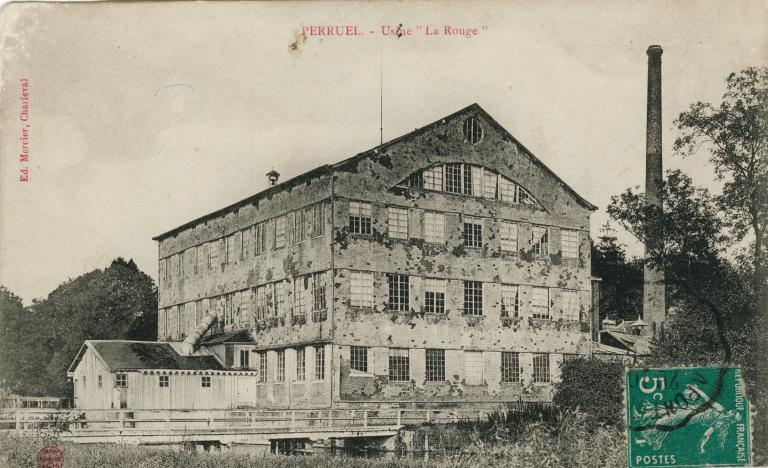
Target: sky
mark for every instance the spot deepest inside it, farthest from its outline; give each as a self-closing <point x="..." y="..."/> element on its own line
<point x="143" y="116"/>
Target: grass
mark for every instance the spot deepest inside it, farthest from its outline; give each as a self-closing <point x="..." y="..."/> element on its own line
<point x="545" y="439"/>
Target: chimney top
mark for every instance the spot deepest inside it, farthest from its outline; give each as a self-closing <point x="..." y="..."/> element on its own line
<point x="655" y="50"/>
<point x="273" y="175"/>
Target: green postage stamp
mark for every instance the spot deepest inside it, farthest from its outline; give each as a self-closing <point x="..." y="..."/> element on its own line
<point x="690" y="416"/>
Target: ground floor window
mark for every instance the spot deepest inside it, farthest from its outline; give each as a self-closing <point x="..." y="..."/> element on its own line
<point x="435" y="365"/>
<point x="399" y="365"/>
<point x="541" y="367"/>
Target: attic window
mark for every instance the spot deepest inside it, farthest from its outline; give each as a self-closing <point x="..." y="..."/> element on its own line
<point x="473" y="131"/>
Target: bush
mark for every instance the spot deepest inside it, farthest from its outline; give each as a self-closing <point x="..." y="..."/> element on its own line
<point x="594" y="387"/>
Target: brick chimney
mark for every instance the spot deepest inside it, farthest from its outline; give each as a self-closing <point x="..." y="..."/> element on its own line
<point x="653" y="278"/>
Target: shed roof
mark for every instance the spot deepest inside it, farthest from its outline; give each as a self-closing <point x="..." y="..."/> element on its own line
<point x="120" y="355"/>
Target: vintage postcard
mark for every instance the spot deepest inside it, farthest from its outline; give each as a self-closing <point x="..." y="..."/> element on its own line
<point x="442" y="233"/>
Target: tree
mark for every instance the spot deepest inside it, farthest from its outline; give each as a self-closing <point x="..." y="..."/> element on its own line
<point x="736" y="135"/>
<point x="119" y="302"/>
<point x="621" y="288"/>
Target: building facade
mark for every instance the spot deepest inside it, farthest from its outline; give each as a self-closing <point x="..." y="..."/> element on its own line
<point x="447" y="265"/>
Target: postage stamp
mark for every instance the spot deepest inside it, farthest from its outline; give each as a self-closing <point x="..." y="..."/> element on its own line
<point x="690" y="416"/>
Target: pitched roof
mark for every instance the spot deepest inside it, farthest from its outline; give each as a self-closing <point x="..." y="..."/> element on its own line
<point x="328" y="169"/>
<point x="136" y="355"/>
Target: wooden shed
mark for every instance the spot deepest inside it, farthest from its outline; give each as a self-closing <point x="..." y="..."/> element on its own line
<point x="151" y="375"/>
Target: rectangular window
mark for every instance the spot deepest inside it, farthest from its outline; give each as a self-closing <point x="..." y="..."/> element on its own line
<point x="358" y="358"/>
<point x="571" y="307"/>
<point x="259" y="243"/>
<point x="453" y="177"/>
<point x="318" y="220"/>
<point x="508" y="236"/>
<point x="397" y="225"/>
<point x="473" y="233"/>
<point x="280" y="232"/>
<point x="280" y="366"/>
<point x="300" y="364"/>
<point x="299" y="298"/>
<point x="213" y="252"/>
<point x="473" y="298"/>
<point x="399" y="365"/>
<point x="541" y="367"/>
<point x="435" y="365"/>
<point x="360" y="217"/>
<point x="361" y="289"/>
<point x="434" y="296"/>
<point x="510" y="301"/>
<point x="569" y="243"/>
<point x="473" y="367"/>
<point x="245" y="358"/>
<point x="319" y="363"/>
<point x="263" y="366"/>
<point x="121" y="380"/>
<point x="489" y="184"/>
<point x="229" y="256"/>
<point x="434" y="227"/>
<point x="318" y="291"/>
<point x="510" y="367"/>
<point x="540" y="240"/>
<point x="540" y="302"/>
<point x="298" y="226"/>
<point x="433" y="177"/>
<point x="398" y="292"/>
<point x="468" y="179"/>
<point x="507" y="190"/>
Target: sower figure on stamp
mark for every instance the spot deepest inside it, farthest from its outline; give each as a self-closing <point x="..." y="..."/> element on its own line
<point x="715" y="419"/>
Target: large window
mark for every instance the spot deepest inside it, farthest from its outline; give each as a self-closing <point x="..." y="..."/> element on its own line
<point x="360" y="218"/>
<point x="541" y="367"/>
<point x="569" y="243"/>
<point x="398" y="292"/>
<point x="361" y="289"/>
<point x="263" y="366"/>
<point x="121" y="380"/>
<point x="434" y="296"/>
<point x="540" y="240"/>
<point x="473" y="367"/>
<point x="540" y="302"/>
<point x="571" y="307"/>
<point x="358" y="358"/>
<point x="318" y="291"/>
<point x="280" y="377"/>
<point x="508" y="236"/>
<point x="510" y="367"/>
<point x="298" y="226"/>
<point x="280" y="232"/>
<point x="399" y="365"/>
<point x="510" y="301"/>
<point x="301" y="363"/>
<point x="245" y="360"/>
<point x="434" y="227"/>
<point x="473" y="298"/>
<point x="319" y="363"/>
<point x="473" y="232"/>
<point x="397" y="224"/>
<point x="435" y="365"/>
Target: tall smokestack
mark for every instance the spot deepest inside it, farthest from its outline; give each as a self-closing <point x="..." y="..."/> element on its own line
<point x="653" y="278"/>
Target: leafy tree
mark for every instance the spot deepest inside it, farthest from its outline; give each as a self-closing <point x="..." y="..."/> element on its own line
<point x="735" y="133"/>
<point x="621" y="288"/>
<point x="119" y="302"/>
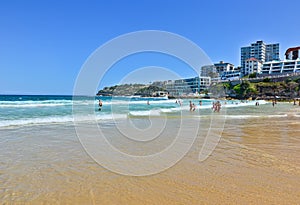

────────────────────

- **WHAT YOU SHOULD DO**
Lay out every line of the data above as a numbered list, skipping blank lines and leaving the pictures out.

- **ANSWER TO THIS PROBLEM**
1. Target: sky
2. mark for every instance the spot deepest inside it, farthest from its outline; give each as a self-closing <point x="..." y="..."/> element on its own line
3. <point x="143" y="116"/>
4. Target: grass
5. mark for every instance the spot deepest inside it, farthest from its outline; give each as a self-closing <point x="..." y="..."/> element on its own line
6. <point x="545" y="439"/>
7. Target: chimney top
8. mark for every instance the spot deepest inside it, farthest from its outline; give each as a self-closing <point x="..." y="..."/> element on its own line
9. <point x="655" y="50"/>
10. <point x="273" y="175"/>
11. Target: green postage stamp
12. mark for every instance the spot deepest inside it, farthest from its outline; give each as a self-closing <point x="..." y="..."/> element on its own line
13. <point x="690" y="416"/>
14. Target: ground floor window
15. mark for every instance the spot deepest inside it, farthest from its outline; give each as a self-closing <point x="..." y="..."/> element on its own line
16. <point x="435" y="365"/>
17. <point x="399" y="365"/>
18. <point x="541" y="367"/>
19. Target: attic window
20. mark for every instance the spot deepest inside it, farthest from its outline; give each as a self-closing <point x="..." y="..."/> element on its own line
21. <point x="473" y="131"/>
22. Target: bush
23. mark for every instance the spot deepest inside it, farthest from its outline; give each as a self-closing <point x="..." y="..."/> element on its own line
24. <point x="594" y="387"/>
25. Target: brick chimney
26. mark for every instance the spot deepest inside it, farthest from its outline; give each as a self-closing <point x="..." y="..."/> element on its own line
27. <point x="653" y="278"/>
28. Target: shed roof
29. mark for every instance the spot deepest inside it, farthest from its outline; give each as a self-closing <point x="..." y="..."/> element on its own line
30. <point x="120" y="355"/>
31. Target: vintage postcard
32. mark for every instance the spot deepest inside it, farthest from its outline; give each as a self-closing <point x="..." y="..."/> element on its own line
33. <point x="442" y="233"/>
34. Target: tree
35. mark for every instance the spot deepest inside it, farthest from its outline; give each as a self-closing <point x="..." y="..."/> element on its own line
36. <point x="736" y="135"/>
37. <point x="119" y="302"/>
38. <point x="621" y="288"/>
39. Target: building facade
40. mark for every instance the spot deepest inside it, farthest from its outline; give each as a self-closing <point x="..." y="..."/> element on its own line
41. <point x="447" y="265"/>
42. Target: postage stamp
43. mark for every instance the spot deepest inside it, farthest from its outline; give each as a self-closing <point x="..." y="..."/> element on its own line
44. <point x="690" y="416"/>
45. Target: pitched roof
46. mark for every instance the spot deepest inside it, farthest from its outline; give each as a self-closing <point x="..." y="..."/> element on its own line
47. <point x="328" y="169"/>
48. <point x="136" y="355"/>
49. Target: wooden shed
50. mark for every instance the spot deepest inside it, farthest from its outline; give each as a self-closing <point x="..." y="..."/> element on its own line
51. <point x="151" y="375"/>
52. Target: rectangular window
53. mark for every instance the spot deepest inside it, farthest from its outline; give each as a self-closing <point x="..." y="..."/> element on its own line
54. <point x="358" y="358"/>
55. <point x="571" y="307"/>
56. <point x="259" y="243"/>
57. <point x="453" y="177"/>
58. <point x="318" y="220"/>
59. <point x="508" y="236"/>
60. <point x="397" y="225"/>
61. <point x="473" y="233"/>
62. <point x="280" y="232"/>
63. <point x="280" y="366"/>
64. <point x="300" y="364"/>
65. <point x="299" y="298"/>
66. <point x="213" y="252"/>
67. <point x="473" y="298"/>
68. <point x="399" y="365"/>
69. <point x="541" y="367"/>
70. <point x="435" y="365"/>
71. <point x="360" y="217"/>
72. <point x="361" y="289"/>
73. <point x="434" y="296"/>
74. <point x="510" y="301"/>
75. <point x="569" y="243"/>
76. <point x="473" y="367"/>
77. <point x="245" y="358"/>
78. <point x="319" y="363"/>
79. <point x="263" y="366"/>
80. <point x="121" y="380"/>
81. <point x="489" y="184"/>
82. <point x="229" y="256"/>
83. <point x="434" y="227"/>
84. <point x="318" y="291"/>
85. <point x="510" y="367"/>
86. <point x="540" y="240"/>
87. <point x="540" y="302"/>
88. <point x="298" y="226"/>
89. <point x="433" y="177"/>
90. <point x="398" y="292"/>
91. <point x="468" y="179"/>
92. <point x="507" y="190"/>
93. Target: sower figure on stamp
94. mark for every instance the spot deepest inside it, farthest from its outline; give each as a self-closing <point x="..." y="..."/> element on its own line
95. <point x="715" y="419"/>
96. Target: large window
97. mark for every instance the spot deepest inside it, farthest from its outline; give each as a self-closing <point x="..." y="..."/> element on its own line
98. <point x="360" y="218"/>
99. <point x="541" y="367"/>
100. <point x="569" y="243"/>
101. <point x="398" y="292"/>
102. <point x="361" y="289"/>
103. <point x="263" y="366"/>
104. <point x="121" y="380"/>
105. <point x="434" y="296"/>
106. <point x="540" y="240"/>
107. <point x="473" y="367"/>
108. <point x="540" y="302"/>
109. <point x="571" y="307"/>
110. <point x="358" y="358"/>
111. <point x="318" y="291"/>
112. <point x="280" y="377"/>
113. <point x="508" y="236"/>
114. <point x="510" y="367"/>
115. <point x="298" y="226"/>
116. <point x="280" y="232"/>
117. <point x="399" y="365"/>
118. <point x="510" y="301"/>
119. <point x="301" y="363"/>
120. <point x="245" y="360"/>
121. <point x="434" y="227"/>
122. <point x="473" y="298"/>
123. <point x="319" y="363"/>
124. <point x="473" y="232"/>
125. <point x="397" y="224"/>
126. <point x="435" y="365"/>
127. Target: tall smokestack
128. mark for every instance the spot deepest inside it, farthest from its outline; give each as a self-closing <point x="..." y="..."/> element on its own line
129. <point x="653" y="278"/>
130. Target: leafy tree
131. mark for every instance the spot deepest inside it, farthest from its outline; give each as a self-closing <point x="..." y="..."/> element on its own line
132. <point x="735" y="133"/>
133. <point x="621" y="288"/>
134. <point x="119" y="302"/>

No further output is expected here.